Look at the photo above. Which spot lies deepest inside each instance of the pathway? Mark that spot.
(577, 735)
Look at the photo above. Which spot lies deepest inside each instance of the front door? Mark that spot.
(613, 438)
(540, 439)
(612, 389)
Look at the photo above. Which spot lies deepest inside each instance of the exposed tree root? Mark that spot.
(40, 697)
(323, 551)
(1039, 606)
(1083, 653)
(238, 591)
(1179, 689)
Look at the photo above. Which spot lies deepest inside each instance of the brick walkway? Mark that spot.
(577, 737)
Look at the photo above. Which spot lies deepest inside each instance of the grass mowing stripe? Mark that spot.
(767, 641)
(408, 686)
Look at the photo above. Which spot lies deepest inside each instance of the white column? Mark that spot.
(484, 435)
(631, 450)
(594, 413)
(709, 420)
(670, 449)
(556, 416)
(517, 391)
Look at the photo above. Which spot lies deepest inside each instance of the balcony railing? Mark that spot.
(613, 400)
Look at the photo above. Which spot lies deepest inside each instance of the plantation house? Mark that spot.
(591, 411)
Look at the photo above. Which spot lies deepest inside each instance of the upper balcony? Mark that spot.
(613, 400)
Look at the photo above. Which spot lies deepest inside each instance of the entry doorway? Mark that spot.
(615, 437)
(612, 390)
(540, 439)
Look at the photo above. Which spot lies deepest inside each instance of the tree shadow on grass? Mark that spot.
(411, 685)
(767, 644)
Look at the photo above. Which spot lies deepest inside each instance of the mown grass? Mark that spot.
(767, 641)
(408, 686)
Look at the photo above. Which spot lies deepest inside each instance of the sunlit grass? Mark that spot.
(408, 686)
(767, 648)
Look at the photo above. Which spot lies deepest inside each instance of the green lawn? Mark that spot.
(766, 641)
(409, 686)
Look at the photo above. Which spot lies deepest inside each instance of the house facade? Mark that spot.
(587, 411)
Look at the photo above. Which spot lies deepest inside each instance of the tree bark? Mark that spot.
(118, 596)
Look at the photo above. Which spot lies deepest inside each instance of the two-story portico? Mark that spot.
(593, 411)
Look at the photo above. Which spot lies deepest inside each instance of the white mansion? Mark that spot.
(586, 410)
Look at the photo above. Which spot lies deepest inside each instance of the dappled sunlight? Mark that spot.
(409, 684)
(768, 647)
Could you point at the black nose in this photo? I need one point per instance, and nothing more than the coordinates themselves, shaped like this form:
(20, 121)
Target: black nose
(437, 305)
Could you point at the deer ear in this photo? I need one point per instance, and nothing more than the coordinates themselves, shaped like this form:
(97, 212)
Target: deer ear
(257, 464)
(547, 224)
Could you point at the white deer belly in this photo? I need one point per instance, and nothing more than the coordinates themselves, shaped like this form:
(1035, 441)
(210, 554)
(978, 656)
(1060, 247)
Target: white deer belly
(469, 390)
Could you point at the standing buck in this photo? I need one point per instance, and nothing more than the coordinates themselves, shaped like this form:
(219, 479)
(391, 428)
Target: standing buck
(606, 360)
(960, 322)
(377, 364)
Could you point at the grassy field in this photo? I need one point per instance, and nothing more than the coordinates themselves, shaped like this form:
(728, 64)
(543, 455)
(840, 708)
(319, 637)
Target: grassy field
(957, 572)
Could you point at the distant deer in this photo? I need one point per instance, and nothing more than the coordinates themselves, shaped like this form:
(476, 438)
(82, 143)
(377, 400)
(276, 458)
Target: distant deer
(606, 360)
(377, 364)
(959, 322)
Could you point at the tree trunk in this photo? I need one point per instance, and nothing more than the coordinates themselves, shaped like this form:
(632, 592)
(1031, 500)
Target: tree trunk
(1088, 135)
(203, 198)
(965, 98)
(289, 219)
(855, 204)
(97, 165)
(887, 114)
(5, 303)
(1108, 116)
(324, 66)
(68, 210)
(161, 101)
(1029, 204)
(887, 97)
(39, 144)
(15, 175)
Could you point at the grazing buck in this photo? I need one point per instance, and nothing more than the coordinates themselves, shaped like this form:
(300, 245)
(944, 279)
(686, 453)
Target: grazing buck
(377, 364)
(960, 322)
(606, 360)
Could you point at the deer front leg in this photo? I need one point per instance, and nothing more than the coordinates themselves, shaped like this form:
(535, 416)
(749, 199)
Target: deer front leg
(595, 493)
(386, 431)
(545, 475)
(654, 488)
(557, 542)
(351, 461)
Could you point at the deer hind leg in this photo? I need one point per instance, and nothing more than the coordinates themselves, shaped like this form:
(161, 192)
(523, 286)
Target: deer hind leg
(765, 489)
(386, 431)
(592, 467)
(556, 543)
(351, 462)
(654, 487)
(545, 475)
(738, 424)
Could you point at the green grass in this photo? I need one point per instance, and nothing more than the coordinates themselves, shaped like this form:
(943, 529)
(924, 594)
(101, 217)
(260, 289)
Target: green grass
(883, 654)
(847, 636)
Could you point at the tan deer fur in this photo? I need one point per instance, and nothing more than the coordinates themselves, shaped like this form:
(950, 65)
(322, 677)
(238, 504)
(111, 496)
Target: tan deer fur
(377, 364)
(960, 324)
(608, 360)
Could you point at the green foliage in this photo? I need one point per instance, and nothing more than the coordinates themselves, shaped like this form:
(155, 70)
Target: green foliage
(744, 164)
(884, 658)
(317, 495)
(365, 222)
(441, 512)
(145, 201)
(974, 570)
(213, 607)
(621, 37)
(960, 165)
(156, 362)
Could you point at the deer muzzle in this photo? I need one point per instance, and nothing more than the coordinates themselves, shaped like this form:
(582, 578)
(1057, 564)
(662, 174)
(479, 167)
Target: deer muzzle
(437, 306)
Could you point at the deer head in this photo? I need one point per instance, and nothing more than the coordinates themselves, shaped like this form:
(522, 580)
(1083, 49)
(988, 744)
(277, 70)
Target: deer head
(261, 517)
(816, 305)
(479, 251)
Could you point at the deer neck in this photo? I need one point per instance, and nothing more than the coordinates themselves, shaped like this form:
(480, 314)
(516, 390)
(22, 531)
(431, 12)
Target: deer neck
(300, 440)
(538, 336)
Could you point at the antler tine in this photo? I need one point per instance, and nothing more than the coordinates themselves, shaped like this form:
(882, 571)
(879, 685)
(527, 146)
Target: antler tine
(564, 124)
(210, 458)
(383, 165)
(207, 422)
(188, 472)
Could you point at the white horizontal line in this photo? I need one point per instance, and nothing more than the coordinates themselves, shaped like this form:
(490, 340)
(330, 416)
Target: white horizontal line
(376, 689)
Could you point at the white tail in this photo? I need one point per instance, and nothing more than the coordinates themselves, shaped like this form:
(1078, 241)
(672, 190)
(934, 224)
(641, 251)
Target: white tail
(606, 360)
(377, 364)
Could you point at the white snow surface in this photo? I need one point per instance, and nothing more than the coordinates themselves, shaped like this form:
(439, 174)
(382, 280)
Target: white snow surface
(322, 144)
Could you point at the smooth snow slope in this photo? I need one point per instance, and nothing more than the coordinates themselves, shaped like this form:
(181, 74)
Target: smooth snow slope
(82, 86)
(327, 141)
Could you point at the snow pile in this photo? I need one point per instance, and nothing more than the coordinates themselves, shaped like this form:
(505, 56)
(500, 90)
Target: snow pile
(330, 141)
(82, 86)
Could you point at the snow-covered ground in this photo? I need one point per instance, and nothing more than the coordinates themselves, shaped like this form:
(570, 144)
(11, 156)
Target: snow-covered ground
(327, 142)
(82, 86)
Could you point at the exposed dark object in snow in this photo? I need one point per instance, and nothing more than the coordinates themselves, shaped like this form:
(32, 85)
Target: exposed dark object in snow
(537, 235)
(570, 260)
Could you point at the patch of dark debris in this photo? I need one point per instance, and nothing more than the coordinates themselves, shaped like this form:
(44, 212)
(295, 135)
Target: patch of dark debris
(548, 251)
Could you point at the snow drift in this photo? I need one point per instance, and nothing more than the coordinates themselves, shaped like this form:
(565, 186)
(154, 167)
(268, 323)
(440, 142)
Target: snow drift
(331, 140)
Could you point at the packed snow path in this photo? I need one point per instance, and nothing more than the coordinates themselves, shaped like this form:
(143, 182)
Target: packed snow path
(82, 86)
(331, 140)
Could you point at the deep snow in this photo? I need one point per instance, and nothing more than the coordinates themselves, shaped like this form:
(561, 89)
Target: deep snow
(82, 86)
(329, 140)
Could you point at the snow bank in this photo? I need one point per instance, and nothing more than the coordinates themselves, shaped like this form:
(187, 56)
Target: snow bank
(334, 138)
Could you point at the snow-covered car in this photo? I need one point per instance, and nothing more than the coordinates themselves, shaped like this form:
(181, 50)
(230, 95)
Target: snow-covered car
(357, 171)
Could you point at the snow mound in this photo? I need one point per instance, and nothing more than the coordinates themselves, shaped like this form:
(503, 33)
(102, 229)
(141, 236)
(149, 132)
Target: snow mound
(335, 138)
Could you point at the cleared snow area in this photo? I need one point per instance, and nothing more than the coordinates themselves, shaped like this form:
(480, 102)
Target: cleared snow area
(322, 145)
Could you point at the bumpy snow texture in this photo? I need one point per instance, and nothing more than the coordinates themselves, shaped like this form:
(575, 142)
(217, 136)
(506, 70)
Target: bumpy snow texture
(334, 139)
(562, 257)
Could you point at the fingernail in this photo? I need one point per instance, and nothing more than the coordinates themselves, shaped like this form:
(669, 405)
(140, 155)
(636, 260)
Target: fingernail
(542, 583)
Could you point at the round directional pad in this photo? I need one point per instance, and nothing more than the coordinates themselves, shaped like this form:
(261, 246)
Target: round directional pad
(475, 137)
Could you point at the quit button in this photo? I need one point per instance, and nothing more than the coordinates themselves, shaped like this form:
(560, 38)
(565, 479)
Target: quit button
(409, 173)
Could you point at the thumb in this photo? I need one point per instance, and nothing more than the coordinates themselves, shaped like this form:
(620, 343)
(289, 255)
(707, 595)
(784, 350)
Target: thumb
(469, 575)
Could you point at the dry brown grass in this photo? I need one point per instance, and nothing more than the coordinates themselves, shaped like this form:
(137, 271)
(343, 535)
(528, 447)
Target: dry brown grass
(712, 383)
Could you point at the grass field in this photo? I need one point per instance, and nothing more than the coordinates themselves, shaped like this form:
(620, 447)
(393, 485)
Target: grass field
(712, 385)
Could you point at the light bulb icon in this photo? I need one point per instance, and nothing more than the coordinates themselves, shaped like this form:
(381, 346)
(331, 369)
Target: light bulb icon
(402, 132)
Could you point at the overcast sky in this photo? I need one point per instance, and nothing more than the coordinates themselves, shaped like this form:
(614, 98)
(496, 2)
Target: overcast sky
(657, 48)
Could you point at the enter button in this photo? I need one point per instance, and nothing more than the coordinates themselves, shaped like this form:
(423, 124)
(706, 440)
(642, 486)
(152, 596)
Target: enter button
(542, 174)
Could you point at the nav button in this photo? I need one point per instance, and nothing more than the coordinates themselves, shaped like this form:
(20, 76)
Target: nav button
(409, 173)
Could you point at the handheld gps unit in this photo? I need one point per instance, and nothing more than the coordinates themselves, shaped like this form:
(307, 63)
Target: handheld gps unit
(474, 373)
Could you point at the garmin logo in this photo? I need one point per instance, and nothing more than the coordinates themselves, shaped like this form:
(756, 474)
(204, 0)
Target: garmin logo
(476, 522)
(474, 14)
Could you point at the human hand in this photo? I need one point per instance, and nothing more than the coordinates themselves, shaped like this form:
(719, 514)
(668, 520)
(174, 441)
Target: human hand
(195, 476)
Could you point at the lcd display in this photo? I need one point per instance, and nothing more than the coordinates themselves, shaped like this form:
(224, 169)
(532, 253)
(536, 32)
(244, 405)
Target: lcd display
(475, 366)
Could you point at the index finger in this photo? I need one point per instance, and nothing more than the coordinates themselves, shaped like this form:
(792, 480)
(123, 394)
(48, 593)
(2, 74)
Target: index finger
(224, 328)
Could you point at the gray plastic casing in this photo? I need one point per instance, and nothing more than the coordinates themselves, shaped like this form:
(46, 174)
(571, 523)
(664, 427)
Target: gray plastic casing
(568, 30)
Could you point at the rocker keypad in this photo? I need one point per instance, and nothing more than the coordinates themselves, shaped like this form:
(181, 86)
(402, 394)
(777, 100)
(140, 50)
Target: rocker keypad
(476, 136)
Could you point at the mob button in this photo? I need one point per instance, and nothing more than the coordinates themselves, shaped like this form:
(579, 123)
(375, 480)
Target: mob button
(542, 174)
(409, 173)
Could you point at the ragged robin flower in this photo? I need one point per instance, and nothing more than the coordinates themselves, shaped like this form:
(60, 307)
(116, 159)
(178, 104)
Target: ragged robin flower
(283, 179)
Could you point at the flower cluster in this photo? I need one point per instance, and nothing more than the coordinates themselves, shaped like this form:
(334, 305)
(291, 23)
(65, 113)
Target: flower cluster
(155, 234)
▬▬▬▬▬▬▬▬▬▬
▶ DIRECTION
Retype exactly, please, each line from the line that contains "Could you point at the index" through the last line of the entries above, with nothing added.

▶ RESULT OF THIS TASK
Could you point at the index finger in this photo? I need one point per instance, and nothing more than the coordinates themselves, shaped like this form:
(792, 480)
(123, 394)
(48, 593)
(2, 74)
Target: index finger
(224, 328)
Could you point at the gray plastic casing in this photo? I need one point per instance, and nothing more than the coordinates themselves, shaped like this form:
(46, 174)
(571, 523)
(664, 427)
Target: gray plastic casing
(568, 30)
Could you point at the rocker keypad in this photo? I need one point per instance, and nothing more than the coordinates themselves, shaped like this form:
(181, 86)
(402, 394)
(777, 100)
(140, 50)
Target: rocker keypad
(476, 136)
Could you point at the mob button in this photo? I need one point per instance, and nothing more than the coordinates themselves, shaped like this form:
(579, 123)
(375, 480)
Target: mob button
(542, 174)
(409, 173)
Could you point at the ragged robin flower in this photo? I need one point per instance, and nothing more than the coordinates themselves, shaped like this form:
(60, 307)
(116, 159)
(178, 104)
Target: ragged robin flower
(283, 179)
Could you point at the flower cluster in this photo? I need one point per instance, and nothing more than the coordinates themselves, shaped like this form:
(334, 305)
(291, 23)
(65, 113)
Target: flower cluster
(155, 234)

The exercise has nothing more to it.